◆ WHAT YOU SHOULD DO: How many lines in the items below contain the string "table"? Case counts. Reply with the number alone.

◆ MATERIALS PROVIDED:
--- start ---
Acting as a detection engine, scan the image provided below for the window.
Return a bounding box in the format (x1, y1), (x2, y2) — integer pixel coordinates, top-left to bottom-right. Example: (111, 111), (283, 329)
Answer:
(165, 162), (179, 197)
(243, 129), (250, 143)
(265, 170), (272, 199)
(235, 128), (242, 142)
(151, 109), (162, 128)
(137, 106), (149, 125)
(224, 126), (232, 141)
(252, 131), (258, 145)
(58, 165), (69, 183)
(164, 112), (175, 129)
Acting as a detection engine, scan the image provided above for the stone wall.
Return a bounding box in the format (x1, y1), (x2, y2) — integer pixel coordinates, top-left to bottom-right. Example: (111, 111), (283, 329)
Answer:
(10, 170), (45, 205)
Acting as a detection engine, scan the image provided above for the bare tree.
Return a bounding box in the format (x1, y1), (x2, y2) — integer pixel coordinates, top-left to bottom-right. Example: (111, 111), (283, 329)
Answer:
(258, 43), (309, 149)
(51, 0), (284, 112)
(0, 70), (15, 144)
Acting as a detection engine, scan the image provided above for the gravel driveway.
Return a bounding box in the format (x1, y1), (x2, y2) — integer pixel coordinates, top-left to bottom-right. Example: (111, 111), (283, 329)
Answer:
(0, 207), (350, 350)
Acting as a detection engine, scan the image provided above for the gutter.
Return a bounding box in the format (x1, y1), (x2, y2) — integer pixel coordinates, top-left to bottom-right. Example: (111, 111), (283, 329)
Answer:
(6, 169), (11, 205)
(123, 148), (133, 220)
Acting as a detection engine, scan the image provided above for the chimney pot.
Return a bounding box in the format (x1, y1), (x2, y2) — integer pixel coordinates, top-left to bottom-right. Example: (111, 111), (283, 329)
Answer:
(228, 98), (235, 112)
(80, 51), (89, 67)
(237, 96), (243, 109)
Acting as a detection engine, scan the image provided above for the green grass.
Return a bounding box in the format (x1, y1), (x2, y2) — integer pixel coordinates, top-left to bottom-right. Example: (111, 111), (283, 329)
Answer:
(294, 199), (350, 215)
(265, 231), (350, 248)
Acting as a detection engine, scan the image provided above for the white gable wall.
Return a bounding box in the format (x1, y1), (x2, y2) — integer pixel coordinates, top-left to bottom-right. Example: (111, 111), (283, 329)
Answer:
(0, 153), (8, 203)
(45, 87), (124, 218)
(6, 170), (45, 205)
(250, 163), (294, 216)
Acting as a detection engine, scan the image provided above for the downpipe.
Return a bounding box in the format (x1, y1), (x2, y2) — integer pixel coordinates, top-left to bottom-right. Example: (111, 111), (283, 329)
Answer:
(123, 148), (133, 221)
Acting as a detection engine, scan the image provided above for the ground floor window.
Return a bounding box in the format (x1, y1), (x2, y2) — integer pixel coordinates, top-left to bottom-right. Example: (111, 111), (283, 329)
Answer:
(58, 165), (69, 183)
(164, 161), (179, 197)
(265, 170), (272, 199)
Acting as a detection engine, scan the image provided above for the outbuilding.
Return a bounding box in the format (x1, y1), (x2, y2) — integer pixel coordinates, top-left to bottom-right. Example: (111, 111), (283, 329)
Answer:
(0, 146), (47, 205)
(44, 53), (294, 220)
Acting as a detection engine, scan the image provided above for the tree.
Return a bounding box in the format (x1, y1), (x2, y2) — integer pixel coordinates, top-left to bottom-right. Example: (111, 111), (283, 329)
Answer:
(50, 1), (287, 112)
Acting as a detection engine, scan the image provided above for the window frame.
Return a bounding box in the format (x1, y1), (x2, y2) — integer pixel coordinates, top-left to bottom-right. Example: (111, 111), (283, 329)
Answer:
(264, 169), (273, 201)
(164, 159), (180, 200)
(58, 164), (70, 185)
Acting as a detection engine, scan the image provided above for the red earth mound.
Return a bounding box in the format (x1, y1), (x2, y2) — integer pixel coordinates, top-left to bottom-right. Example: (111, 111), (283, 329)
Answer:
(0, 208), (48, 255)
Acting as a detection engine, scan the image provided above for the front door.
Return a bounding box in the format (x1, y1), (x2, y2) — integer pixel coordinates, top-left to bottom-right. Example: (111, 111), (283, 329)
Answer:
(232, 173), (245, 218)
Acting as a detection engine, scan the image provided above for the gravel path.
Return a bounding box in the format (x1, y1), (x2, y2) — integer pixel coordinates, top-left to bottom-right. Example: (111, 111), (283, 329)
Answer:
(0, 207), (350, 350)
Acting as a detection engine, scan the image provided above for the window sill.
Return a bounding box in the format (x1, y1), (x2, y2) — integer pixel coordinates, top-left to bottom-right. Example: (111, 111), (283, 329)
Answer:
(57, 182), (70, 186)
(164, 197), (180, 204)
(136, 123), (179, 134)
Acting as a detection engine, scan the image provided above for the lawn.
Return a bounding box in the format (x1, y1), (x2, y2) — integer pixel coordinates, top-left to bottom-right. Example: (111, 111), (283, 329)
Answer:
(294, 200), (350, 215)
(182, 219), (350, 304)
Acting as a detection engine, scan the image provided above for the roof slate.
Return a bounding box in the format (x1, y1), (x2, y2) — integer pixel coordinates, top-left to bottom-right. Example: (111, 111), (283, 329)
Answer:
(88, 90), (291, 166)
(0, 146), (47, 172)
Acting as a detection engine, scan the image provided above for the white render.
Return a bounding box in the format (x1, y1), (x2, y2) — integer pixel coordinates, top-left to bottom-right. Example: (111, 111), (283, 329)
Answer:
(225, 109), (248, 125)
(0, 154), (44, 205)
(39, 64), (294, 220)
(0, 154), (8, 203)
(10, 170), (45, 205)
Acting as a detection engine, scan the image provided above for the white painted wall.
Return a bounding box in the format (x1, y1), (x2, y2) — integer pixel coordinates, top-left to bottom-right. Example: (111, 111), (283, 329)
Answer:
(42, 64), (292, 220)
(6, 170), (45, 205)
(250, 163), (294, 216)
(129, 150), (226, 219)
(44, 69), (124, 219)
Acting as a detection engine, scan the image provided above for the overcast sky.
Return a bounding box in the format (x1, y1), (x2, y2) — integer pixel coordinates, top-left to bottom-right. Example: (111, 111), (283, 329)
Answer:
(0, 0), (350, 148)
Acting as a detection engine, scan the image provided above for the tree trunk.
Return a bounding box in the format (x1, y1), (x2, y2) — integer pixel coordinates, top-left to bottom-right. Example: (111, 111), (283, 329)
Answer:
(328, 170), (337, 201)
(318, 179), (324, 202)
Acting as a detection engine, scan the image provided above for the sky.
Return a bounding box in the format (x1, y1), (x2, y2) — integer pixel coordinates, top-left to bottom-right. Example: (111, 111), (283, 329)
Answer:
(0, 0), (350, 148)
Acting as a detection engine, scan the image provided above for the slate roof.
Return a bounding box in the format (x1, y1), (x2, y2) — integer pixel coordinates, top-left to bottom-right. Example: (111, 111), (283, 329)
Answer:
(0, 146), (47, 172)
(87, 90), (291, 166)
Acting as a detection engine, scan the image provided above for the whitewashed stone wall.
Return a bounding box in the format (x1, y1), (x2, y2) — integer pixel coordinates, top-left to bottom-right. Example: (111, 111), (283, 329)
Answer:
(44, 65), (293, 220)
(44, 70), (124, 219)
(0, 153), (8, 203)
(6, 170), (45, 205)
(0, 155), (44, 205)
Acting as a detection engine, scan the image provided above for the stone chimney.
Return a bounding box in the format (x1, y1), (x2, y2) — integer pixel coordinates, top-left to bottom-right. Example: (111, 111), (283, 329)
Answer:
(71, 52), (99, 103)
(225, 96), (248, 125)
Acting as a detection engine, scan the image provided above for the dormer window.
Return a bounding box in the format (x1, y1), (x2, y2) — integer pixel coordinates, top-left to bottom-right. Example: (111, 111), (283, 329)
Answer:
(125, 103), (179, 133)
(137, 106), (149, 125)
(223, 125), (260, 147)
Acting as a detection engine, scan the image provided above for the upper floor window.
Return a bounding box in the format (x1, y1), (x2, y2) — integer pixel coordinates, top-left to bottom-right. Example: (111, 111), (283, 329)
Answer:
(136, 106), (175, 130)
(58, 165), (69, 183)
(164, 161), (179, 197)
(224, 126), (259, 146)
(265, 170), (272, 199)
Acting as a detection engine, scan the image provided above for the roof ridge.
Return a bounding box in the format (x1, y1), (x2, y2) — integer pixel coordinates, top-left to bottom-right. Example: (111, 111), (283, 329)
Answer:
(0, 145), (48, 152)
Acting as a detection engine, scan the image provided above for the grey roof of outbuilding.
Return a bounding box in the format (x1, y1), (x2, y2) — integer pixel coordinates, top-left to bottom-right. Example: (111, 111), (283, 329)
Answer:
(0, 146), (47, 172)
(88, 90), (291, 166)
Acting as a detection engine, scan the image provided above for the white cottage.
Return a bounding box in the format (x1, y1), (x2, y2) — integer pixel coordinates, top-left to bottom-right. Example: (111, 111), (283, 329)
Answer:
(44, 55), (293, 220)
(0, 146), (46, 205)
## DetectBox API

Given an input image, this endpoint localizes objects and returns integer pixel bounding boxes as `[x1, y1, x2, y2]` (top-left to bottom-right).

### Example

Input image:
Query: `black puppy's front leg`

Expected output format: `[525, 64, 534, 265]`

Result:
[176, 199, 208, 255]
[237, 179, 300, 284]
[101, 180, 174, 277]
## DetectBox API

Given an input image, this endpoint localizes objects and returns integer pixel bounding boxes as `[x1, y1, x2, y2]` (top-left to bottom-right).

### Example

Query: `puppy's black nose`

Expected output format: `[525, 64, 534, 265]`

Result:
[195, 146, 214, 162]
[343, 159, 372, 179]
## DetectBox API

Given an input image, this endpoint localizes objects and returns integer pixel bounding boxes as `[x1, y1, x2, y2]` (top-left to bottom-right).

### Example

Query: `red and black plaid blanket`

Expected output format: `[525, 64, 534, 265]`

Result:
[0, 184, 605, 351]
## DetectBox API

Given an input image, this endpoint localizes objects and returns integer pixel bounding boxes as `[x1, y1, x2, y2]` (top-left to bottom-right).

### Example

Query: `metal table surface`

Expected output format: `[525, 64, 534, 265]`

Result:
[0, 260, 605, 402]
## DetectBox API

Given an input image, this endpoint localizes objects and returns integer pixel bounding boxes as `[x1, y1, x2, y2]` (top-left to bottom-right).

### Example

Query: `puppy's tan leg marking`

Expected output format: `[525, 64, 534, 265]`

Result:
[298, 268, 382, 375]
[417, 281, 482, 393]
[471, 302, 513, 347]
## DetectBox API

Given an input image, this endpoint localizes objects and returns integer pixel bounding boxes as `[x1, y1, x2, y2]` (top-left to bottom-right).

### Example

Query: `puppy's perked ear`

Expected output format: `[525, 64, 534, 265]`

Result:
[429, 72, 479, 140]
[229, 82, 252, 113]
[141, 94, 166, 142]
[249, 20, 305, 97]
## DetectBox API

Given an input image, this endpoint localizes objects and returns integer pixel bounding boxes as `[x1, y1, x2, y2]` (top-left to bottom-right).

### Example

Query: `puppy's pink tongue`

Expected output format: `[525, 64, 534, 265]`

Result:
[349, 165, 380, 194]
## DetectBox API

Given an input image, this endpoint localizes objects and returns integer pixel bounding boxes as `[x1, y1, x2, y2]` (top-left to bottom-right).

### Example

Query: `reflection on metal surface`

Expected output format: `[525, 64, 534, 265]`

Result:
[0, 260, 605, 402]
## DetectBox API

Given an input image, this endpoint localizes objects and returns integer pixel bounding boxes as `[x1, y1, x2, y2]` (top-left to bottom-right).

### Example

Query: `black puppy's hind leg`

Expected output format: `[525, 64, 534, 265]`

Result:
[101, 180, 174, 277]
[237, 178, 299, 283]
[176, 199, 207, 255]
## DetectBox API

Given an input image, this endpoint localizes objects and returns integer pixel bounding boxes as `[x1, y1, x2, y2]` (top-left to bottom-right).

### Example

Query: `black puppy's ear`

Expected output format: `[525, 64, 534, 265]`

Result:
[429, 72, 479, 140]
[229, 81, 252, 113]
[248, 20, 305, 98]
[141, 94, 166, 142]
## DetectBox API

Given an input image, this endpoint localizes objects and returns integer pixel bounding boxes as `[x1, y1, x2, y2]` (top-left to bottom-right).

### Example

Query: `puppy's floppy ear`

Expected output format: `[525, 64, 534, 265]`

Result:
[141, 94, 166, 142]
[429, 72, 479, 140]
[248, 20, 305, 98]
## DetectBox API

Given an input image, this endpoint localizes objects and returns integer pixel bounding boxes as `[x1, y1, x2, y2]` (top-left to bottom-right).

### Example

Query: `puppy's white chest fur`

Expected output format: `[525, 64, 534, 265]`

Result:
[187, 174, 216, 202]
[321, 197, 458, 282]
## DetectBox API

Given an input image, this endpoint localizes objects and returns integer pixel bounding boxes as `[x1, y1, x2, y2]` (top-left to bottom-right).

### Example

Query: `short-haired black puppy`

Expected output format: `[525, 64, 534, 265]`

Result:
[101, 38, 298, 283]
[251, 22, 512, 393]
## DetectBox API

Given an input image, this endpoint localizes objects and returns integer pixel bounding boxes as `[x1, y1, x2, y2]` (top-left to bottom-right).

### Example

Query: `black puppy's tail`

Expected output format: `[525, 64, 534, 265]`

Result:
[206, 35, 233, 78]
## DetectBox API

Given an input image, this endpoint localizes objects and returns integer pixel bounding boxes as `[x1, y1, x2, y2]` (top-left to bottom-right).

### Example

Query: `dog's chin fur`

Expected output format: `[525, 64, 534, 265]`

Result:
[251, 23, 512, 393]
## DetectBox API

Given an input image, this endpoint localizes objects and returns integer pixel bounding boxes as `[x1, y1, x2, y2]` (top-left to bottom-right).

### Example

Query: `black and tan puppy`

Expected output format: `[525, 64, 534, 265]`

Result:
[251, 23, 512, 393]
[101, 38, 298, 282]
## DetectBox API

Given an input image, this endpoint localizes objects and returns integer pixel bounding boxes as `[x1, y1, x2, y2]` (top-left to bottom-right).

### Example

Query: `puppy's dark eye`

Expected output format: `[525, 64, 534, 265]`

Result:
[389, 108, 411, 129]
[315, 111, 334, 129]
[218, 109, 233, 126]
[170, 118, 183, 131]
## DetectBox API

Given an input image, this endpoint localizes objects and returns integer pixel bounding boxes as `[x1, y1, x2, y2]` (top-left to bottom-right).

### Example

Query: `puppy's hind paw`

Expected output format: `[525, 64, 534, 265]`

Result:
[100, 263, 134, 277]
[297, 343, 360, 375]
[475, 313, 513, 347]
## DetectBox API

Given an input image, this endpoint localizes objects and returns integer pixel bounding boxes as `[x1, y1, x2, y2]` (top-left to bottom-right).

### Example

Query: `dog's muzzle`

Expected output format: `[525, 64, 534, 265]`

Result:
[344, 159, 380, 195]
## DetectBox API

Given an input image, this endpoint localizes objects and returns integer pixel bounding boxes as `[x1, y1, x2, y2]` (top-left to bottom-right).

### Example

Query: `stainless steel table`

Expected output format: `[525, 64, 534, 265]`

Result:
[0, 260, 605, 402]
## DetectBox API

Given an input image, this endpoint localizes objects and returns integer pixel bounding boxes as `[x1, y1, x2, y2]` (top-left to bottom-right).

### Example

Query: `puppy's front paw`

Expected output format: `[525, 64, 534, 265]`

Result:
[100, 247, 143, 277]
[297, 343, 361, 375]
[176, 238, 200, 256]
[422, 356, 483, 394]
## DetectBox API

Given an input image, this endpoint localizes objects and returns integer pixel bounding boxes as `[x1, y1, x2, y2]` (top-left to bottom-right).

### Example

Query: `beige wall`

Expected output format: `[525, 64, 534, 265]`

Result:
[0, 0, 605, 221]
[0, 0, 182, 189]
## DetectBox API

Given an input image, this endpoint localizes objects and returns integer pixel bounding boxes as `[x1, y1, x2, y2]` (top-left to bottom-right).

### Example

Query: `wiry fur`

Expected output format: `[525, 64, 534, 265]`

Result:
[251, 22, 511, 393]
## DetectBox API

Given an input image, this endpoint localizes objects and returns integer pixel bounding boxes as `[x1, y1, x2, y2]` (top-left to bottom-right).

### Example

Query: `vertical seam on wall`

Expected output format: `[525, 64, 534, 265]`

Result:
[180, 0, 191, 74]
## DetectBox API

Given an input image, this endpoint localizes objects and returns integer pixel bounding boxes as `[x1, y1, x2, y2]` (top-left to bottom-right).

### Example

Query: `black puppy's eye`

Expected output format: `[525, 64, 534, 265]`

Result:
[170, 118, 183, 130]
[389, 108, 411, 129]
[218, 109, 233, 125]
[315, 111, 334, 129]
--- end ---
◆ OUTPUT OF THE TASK: 2